_Request a_
Transcribe the records word for word, everything from the first line of the records down to the line that contains "pixel 114 267", with both of those lines included.

_Document excerpt_
Fireworks seemingly have the capability to fascinate people everywhere, while trouncing any language, cultural, or religious differences. But the universality associated with the magnificence of these pyrotechnic displays is not the only aspect of their prominence that makes them so vastly interesting; they are scientifically remarkable!
While one could talk for hours (if not days) on end in the aim of exposing all scientific aspects of something as seemingly ephemeral as a firework display, we are going to look at just one consideration as it relates to the world of engineering: the baseline fluid mechanics that describe the interaction of fireworks with the atmosphere around them. We will begin this by watching a quick video (below) produced by The Discovery Slowdown, as was found through an article on FYFD (you can find the original article that inspired this one through the link; pardon the blog title, the content is excellent). For the record, I have no idea what the deal is with the baby sloth in the beginning of the video, haha.
http://www.youtube.com/watch?v=b6YbtD4Sc8M
From 0:14 to 0:30 in the video, you can see the uncontrolled combustion of the reactants used in the fireworks. This gives you a basic understanding of how this combustion takes place in the absence of any kind of container or packaging. When the reactants “burn” on the table out in the open atmosphere, the gaseous exhaust products (“smoke”) billow(s) upwards in a turbulent manner, with no real direction.

(Point labeling samples)
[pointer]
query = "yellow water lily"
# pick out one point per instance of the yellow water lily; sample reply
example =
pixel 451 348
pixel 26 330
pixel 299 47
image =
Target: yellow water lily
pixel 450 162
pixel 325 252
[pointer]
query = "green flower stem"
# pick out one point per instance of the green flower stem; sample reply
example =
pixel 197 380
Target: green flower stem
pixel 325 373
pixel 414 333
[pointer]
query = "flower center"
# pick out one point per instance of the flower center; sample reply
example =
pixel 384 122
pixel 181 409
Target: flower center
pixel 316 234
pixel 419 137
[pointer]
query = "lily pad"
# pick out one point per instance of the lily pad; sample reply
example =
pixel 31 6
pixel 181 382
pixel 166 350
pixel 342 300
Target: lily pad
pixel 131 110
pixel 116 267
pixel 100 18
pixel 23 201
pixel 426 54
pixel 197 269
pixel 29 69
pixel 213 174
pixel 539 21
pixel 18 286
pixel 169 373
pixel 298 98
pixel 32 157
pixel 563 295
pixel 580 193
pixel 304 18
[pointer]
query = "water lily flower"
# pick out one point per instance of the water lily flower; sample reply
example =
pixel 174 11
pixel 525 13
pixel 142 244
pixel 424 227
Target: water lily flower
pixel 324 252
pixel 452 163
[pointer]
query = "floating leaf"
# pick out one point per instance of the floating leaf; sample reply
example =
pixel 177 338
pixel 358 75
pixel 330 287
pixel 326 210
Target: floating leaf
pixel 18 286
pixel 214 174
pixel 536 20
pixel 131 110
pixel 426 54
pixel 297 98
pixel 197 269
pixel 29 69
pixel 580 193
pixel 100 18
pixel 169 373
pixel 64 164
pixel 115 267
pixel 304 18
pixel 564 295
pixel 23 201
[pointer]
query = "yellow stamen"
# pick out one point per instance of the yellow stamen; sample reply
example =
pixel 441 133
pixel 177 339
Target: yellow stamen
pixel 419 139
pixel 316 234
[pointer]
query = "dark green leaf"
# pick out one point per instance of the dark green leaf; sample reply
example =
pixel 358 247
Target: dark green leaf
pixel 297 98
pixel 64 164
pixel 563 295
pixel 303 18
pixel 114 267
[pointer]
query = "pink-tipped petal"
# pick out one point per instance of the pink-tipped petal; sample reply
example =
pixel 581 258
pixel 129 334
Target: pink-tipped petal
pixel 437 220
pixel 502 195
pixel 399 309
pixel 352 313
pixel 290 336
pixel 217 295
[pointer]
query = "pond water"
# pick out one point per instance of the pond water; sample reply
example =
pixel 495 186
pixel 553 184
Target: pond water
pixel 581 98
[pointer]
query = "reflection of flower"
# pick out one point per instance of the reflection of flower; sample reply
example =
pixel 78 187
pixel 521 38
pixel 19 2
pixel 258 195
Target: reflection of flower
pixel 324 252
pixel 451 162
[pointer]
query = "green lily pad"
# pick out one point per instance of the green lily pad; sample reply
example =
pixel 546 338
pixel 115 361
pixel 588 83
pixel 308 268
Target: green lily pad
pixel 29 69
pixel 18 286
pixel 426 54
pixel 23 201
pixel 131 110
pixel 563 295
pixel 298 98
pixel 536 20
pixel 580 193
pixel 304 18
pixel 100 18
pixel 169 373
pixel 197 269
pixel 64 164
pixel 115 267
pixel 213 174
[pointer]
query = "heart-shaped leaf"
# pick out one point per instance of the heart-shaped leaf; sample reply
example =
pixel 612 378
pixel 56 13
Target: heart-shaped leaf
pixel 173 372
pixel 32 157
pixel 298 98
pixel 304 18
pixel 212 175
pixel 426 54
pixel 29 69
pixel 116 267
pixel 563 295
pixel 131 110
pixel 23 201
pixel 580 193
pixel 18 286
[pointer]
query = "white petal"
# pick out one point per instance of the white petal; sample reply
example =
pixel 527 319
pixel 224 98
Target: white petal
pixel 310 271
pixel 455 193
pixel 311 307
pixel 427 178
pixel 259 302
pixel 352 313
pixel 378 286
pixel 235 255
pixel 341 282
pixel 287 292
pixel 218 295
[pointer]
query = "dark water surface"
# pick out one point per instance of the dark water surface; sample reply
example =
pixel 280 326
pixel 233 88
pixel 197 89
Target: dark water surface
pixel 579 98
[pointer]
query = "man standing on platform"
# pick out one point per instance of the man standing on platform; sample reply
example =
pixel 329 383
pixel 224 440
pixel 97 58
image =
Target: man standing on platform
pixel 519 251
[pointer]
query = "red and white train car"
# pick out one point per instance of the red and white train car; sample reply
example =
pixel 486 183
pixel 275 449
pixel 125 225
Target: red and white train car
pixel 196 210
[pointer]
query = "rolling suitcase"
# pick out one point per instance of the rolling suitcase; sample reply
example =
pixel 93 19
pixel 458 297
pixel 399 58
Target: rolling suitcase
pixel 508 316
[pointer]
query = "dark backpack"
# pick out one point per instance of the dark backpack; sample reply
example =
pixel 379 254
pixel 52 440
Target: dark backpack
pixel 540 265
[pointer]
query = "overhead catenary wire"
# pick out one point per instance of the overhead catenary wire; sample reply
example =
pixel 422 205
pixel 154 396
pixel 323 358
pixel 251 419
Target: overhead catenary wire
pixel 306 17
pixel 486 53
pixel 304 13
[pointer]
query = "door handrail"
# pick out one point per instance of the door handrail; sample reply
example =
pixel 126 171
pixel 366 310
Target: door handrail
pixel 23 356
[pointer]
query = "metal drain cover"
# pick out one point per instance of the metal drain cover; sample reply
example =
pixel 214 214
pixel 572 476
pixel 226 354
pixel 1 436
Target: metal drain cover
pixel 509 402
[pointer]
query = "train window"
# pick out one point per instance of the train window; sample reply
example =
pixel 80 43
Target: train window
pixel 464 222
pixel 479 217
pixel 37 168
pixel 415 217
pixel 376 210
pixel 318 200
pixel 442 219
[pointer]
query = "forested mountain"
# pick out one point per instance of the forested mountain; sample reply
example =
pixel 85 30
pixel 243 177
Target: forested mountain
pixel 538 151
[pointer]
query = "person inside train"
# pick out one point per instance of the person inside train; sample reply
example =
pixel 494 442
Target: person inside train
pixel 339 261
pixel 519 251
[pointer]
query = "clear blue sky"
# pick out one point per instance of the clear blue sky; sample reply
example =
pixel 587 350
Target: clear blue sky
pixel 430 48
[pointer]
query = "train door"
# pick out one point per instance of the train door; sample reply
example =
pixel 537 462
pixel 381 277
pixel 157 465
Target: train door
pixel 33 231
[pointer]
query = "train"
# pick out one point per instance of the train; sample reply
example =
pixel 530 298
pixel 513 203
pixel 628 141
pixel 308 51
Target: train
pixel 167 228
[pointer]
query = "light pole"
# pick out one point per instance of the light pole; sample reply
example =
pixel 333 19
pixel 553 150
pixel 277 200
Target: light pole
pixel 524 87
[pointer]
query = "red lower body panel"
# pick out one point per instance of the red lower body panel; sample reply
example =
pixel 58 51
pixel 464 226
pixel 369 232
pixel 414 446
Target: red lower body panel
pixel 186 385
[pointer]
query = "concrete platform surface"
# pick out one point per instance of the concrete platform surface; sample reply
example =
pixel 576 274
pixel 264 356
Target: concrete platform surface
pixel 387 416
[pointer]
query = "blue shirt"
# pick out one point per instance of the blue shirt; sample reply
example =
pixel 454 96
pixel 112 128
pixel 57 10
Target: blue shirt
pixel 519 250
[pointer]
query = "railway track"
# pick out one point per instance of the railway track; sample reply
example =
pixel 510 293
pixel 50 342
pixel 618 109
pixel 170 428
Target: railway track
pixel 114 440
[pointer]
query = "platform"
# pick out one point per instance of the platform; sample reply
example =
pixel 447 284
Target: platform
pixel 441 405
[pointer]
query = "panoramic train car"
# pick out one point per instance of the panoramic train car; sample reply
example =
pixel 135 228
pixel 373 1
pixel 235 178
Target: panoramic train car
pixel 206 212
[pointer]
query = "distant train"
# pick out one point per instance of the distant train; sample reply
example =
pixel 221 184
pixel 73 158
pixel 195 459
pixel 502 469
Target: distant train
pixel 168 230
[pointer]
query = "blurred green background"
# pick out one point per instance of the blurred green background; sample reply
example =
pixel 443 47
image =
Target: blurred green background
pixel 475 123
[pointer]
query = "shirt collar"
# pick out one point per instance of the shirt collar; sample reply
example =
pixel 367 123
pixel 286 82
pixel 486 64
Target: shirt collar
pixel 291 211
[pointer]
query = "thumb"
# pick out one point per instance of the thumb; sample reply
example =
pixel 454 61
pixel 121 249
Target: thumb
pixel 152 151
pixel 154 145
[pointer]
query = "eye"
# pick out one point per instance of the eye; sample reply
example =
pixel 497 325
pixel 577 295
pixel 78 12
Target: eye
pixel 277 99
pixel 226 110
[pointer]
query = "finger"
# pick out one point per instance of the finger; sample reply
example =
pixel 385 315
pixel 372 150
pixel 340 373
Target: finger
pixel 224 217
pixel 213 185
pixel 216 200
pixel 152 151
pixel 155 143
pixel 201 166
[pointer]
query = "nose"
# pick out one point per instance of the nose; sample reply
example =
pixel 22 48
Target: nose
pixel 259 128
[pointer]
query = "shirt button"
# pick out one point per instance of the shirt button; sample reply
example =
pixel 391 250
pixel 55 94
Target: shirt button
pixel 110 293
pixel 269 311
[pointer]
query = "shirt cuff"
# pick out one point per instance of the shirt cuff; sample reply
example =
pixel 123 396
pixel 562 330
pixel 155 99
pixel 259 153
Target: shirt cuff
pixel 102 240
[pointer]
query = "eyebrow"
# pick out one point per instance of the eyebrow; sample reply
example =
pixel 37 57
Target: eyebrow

_Request b_
According to the fireworks article, between which timestamps does the video show the uncontrolled combustion of the reactants?

_Full response a_
[pointer]
query = "yellow water lily"
# pick out one point per instance of the yellow water lily; sample reply
example =
pixel 451 348
pixel 26 330
pixel 299 47
image =
Target: yellow water lily
pixel 450 162
pixel 325 252
[pointer]
query = "green flower stem"
# pick out one point per instance of the green flower stem; sample reply
example =
pixel 197 380
Target: green flower stem
pixel 325 373
pixel 414 333
[pointer]
query = "flower center"
# pick out one point per instance of the flower center; sample reply
example =
pixel 384 122
pixel 181 409
Target: flower center
pixel 316 234
pixel 419 137
[pointer]
query = "lily pad"
# pick out one point per instance of the lily pad; sample reply
example =
pixel 31 6
pixel 181 382
pixel 166 350
pixel 342 300
Target: lily pad
pixel 131 110
pixel 116 267
pixel 100 18
pixel 23 201
pixel 426 54
pixel 197 269
pixel 29 69
pixel 213 174
pixel 539 21
pixel 18 286
pixel 169 373
pixel 298 98
pixel 32 157
pixel 563 295
pixel 580 193
pixel 304 18
[pointer]
query = "water lily flower"
# pick out one point per instance of the water lily flower; sample reply
example =
pixel 174 11
pixel 525 13
pixel 142 244
pixel 424 227
Target: water lily flower
pixel 324 252
pixel 452 163
[pointer]
query = "floating leaf"
# pick out one point per instance of the floating leaf; sample reply
example =
pixel 177 338
pixel 358 75
pixel 330 287
pixel 326 210
Target: floating leaf
pixel 18 286
pixel 214 174
pixel 536 20
pixel 131 110
pixel 426 54
pixel 297 98
pixel 197 269
pixel 29 69
pixel 580 193
pixel 100 18
pixel 169 373
pixel 64 164
pixel 115 267
pixel 304 18
pixel 564 295
pixel 23 201
[pointer]
query = "yellow stamen"
# pick out one point per instance of the yellow stamen; sample reply
example =
pixel 441 133
pixel 177 339
Target: yellow stamen
pixel 419 139
pixel 316 234
[pointer]
query = "dark green leaf"
# pick out one point per instance of the dark green leaf; sample reply
example =
pixel 358 247
Target: dark green leaf
pixel 297 98
pixel 64 164
pixel 563 295
pixel 303 18
pixel 114 267

_Full response b_
From 0:14 to 0:30.